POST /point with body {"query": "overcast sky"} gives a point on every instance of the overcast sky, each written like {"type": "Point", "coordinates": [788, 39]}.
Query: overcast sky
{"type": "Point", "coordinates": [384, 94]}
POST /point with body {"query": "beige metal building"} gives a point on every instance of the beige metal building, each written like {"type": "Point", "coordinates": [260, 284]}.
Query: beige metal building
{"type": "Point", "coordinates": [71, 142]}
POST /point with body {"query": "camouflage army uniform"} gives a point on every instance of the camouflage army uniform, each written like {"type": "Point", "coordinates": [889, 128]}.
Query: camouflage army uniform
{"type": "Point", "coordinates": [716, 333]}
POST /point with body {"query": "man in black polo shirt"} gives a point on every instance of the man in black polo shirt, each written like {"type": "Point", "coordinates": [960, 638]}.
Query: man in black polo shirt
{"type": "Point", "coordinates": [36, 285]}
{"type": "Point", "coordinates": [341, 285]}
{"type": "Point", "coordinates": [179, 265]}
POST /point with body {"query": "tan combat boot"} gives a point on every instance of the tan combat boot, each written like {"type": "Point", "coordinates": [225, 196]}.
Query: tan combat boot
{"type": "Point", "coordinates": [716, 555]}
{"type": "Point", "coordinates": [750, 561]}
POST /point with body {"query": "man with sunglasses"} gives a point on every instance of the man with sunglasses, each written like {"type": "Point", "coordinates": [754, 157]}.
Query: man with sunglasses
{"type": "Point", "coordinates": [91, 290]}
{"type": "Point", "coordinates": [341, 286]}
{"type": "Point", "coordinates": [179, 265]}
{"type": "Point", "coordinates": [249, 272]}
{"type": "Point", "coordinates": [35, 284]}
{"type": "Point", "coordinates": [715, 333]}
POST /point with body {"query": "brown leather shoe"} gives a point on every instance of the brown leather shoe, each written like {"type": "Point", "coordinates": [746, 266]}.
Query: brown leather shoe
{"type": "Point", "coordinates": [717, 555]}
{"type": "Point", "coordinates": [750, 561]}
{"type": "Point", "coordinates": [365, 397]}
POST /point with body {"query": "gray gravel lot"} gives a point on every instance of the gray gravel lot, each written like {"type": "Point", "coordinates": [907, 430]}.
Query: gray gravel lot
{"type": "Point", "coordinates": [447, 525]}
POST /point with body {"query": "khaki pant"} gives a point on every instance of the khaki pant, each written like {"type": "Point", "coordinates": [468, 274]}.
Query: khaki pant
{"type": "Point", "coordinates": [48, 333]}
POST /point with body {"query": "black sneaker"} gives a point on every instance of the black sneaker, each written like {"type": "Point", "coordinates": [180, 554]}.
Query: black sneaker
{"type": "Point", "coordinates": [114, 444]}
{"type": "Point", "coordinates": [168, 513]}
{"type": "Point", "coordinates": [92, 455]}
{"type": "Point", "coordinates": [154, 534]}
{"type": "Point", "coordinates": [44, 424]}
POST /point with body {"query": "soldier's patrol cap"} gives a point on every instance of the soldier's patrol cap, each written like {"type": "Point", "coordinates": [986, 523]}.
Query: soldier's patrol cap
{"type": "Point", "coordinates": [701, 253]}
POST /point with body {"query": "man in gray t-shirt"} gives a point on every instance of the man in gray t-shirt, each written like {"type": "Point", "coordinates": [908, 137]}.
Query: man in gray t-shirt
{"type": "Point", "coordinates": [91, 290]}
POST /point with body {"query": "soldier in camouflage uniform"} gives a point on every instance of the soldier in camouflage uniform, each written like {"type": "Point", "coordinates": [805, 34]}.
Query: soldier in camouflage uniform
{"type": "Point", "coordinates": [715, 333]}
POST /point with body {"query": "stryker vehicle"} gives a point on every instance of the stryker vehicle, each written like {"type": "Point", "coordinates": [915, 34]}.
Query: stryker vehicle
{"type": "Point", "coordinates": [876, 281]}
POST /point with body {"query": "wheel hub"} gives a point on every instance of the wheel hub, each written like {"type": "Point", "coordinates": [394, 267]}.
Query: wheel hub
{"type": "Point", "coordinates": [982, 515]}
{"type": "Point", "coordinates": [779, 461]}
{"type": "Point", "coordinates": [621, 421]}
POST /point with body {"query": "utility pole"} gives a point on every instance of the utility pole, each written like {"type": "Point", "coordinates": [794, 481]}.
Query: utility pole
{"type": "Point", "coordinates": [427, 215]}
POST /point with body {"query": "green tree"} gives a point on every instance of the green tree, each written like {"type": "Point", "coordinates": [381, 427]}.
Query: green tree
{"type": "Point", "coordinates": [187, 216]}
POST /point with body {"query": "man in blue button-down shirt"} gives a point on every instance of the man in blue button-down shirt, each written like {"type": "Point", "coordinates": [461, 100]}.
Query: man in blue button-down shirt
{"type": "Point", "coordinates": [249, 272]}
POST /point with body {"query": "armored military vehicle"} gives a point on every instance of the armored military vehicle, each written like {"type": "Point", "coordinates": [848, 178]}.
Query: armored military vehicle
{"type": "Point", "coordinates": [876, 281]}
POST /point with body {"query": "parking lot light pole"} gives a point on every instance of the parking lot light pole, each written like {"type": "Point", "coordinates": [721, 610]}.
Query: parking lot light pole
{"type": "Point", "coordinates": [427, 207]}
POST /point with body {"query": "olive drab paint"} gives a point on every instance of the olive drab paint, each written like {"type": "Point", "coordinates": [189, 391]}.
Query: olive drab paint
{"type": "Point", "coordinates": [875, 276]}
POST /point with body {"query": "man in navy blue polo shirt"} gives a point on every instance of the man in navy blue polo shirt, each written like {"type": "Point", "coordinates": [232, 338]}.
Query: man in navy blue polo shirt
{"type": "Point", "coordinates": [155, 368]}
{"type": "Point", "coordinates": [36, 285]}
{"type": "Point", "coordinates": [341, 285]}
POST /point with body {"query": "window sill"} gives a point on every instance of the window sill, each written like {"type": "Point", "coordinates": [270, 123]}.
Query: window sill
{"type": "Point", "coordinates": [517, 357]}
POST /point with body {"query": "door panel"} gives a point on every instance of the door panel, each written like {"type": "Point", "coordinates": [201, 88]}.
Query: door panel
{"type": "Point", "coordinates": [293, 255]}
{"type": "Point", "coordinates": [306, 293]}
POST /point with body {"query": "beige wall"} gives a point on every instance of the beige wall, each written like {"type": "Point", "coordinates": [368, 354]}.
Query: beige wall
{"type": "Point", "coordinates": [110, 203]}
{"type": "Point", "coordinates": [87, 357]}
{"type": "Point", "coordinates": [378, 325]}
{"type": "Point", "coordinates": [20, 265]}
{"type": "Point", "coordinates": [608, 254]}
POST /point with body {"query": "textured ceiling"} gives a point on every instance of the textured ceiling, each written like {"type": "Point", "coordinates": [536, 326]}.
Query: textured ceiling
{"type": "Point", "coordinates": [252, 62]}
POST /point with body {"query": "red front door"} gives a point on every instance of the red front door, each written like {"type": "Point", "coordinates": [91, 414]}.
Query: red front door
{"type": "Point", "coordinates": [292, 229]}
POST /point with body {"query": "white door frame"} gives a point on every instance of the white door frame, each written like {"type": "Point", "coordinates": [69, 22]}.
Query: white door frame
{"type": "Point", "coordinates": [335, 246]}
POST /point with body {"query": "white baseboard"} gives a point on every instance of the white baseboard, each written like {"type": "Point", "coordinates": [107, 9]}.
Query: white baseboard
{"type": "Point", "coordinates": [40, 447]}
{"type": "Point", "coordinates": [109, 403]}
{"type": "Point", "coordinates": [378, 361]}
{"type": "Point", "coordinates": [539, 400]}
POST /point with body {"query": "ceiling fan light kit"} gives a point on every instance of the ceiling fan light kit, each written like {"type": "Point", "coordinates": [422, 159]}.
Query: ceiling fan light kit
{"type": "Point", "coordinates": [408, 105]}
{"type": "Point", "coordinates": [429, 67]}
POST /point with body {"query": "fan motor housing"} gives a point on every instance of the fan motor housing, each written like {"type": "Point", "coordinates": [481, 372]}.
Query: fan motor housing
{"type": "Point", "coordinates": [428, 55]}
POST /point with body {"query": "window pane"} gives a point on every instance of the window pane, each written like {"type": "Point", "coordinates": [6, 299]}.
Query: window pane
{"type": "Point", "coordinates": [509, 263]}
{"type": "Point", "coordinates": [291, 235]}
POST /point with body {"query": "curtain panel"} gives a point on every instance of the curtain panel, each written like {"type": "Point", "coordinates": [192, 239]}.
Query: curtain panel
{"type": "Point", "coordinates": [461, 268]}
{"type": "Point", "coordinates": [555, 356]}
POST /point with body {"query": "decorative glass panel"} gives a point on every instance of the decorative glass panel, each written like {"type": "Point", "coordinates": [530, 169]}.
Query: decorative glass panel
- - - - -
▶ [Given exercise] All lines from the line containing "the fan motor" through the end of the listing above are to be duplicated exactly; include both ends and nothing further.

▶ [Worked answer]
POST /point with body {"query": "fan motor housing"} gives a point on every instance of the fan motor housing, each written like {"type": "Point", "coordinates": [481, 372]}.
Query: fan motor housing
{"type": "Point", "coordinates": [428, 55]}
POST /point with body {"query": "window pane"} gives a point on every instance of the window pane, each written like {"type": "Point", "coordinates": [6, 299]}.
Query: window pane
{"type": "Point", "coordinates": [509, 263]}
{"type": "Point", "coordinates": [291, 235]}
POST /point with body {"query": "curtain panel"} gives a point on every instance of the curtain panel, each written like {"type": "Point", "coordinates": [192, 239]}.
Query: curtain panel
{"type": "Point", "coordinates": [461, 268]}
{"type": "Point", "coordinates": [555, 356]}
POST /point with body {"query": "decorative glass panel"} gives a point on every instance of the decorative glass panel, each written like {"type": "Point", "coordinates": [530, 169]}.
Query: decorative glass panel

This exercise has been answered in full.